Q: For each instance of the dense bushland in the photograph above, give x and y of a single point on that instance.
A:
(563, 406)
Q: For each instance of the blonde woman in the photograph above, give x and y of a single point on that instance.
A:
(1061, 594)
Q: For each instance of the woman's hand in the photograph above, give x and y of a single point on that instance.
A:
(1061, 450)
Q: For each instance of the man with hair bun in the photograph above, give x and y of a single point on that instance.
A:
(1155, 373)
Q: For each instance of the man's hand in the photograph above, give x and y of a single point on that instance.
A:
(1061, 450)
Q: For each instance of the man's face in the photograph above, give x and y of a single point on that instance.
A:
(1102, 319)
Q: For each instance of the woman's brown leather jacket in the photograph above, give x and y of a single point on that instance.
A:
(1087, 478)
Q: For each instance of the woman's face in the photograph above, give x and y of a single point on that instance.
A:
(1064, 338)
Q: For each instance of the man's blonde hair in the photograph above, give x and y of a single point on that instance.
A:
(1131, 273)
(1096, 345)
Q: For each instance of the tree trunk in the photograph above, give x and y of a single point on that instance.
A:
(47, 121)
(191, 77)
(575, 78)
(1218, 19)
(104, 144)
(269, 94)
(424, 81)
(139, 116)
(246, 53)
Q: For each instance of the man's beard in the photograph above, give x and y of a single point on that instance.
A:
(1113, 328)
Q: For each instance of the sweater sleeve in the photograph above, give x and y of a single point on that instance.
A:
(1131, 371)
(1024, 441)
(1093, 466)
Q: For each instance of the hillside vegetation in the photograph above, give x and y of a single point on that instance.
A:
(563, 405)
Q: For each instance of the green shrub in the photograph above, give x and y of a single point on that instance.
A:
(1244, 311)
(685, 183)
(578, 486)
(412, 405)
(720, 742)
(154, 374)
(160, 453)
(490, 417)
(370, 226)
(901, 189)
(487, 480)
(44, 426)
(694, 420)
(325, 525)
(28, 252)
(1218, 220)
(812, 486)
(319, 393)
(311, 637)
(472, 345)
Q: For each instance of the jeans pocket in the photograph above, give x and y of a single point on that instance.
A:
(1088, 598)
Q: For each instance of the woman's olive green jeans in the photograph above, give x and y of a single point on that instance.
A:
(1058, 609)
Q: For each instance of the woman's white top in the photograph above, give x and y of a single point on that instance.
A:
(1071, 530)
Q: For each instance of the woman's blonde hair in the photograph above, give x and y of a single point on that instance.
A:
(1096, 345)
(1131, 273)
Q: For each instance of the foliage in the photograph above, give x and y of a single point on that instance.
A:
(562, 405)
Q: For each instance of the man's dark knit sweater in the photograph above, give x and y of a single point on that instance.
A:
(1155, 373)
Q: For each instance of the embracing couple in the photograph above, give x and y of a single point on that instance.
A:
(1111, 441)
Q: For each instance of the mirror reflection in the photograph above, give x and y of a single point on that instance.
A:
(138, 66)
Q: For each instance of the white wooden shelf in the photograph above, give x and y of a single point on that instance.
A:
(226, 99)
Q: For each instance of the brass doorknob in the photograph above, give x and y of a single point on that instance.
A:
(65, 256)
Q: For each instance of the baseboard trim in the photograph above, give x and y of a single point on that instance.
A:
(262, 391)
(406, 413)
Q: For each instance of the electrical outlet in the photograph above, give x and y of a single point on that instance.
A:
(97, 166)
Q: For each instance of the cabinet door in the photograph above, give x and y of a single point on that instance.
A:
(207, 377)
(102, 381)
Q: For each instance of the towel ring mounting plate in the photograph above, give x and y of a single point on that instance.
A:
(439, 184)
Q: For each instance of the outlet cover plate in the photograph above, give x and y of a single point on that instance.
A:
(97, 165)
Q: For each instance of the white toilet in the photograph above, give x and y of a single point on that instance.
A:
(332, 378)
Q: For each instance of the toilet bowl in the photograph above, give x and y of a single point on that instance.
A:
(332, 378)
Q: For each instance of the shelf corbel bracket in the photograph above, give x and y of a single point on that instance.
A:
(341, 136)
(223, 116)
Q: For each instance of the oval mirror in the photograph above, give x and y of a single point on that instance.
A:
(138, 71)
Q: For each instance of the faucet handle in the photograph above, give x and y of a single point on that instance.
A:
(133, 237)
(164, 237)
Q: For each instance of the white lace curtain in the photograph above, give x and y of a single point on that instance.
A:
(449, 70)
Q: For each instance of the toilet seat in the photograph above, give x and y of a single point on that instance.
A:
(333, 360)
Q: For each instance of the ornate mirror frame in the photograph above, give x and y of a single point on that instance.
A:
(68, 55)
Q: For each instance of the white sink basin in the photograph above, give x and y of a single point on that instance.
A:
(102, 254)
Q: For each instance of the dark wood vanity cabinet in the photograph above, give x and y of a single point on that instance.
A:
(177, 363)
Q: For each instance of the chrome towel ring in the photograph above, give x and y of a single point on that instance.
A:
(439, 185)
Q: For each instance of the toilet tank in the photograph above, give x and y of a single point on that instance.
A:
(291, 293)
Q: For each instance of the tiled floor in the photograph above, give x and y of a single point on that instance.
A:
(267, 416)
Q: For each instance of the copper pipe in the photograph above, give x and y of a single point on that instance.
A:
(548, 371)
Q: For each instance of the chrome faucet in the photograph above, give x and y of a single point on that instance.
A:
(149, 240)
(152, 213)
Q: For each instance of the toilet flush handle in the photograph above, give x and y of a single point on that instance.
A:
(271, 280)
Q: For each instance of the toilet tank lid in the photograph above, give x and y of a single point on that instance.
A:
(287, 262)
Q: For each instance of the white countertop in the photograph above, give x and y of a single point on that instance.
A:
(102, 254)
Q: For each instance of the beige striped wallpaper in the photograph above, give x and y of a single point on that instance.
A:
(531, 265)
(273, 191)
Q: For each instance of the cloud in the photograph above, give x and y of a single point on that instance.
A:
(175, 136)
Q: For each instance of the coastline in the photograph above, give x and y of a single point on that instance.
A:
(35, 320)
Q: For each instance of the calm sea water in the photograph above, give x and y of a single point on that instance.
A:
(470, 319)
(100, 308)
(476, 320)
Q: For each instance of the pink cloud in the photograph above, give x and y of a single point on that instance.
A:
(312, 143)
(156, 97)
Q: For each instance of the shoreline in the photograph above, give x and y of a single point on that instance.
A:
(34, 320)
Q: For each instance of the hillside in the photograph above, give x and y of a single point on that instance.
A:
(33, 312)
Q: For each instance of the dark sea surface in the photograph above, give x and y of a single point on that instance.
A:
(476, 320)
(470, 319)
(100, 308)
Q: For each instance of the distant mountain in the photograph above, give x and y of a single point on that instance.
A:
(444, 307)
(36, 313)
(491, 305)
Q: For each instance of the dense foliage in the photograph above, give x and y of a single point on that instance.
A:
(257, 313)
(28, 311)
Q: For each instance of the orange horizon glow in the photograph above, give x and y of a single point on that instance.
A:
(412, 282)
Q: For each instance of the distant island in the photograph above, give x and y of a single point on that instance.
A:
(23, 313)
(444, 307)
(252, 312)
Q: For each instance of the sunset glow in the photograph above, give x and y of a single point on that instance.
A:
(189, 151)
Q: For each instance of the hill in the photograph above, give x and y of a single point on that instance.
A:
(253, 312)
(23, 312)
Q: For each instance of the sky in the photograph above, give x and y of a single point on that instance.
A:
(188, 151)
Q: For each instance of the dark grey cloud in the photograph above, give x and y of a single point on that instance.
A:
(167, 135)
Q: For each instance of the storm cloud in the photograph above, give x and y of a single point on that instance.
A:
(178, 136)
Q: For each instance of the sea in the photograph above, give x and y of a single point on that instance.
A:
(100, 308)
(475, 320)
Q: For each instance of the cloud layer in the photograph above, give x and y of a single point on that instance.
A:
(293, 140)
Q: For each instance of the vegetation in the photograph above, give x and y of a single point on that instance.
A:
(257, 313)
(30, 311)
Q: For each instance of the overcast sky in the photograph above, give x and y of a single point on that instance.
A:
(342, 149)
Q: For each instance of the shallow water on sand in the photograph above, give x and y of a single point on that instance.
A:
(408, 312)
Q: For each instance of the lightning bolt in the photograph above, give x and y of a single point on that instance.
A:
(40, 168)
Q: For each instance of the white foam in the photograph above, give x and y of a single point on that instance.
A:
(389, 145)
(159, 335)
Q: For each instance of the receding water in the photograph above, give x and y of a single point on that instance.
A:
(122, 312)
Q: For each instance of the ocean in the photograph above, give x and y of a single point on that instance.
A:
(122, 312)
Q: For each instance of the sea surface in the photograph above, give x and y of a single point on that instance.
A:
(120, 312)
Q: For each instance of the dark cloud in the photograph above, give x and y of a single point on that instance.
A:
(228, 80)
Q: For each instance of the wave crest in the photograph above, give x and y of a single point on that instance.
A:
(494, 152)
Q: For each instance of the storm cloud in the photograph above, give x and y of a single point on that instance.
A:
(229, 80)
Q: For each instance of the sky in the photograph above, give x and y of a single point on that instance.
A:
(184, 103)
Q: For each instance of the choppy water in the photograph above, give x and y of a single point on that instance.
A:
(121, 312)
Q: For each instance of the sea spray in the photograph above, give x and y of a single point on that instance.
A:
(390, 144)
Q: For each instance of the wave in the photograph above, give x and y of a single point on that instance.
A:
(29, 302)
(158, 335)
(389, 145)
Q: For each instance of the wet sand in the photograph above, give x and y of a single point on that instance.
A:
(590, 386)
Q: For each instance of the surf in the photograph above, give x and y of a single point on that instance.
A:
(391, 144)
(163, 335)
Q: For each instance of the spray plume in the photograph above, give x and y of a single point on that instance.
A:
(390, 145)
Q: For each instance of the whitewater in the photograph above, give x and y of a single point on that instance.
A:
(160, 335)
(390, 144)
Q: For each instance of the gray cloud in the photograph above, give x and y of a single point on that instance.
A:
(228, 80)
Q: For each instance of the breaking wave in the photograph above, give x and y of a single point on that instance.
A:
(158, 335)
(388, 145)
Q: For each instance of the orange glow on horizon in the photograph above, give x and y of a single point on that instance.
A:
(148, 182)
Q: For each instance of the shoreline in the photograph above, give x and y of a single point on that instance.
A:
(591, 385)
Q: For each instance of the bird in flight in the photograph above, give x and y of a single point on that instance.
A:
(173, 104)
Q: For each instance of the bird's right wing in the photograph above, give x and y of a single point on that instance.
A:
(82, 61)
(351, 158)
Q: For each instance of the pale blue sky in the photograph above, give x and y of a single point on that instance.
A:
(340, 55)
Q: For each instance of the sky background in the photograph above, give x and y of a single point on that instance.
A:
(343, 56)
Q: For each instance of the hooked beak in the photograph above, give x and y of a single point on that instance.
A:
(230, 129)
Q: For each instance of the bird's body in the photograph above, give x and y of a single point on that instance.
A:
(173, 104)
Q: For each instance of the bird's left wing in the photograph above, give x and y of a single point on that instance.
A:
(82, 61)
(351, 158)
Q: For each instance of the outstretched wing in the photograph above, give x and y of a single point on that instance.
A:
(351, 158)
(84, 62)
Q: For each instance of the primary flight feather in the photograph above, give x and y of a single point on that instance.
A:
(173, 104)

_Task to complete_
Lines in the data that include the word "flight" should all be copied.

_Exercise solution_
Q: For each instance of the bird in flight in the photograph above, give x and y of a single point on that instance.
Q: For each instance of the primary flight feather in the photograph above, give x and y of a single point on that instance.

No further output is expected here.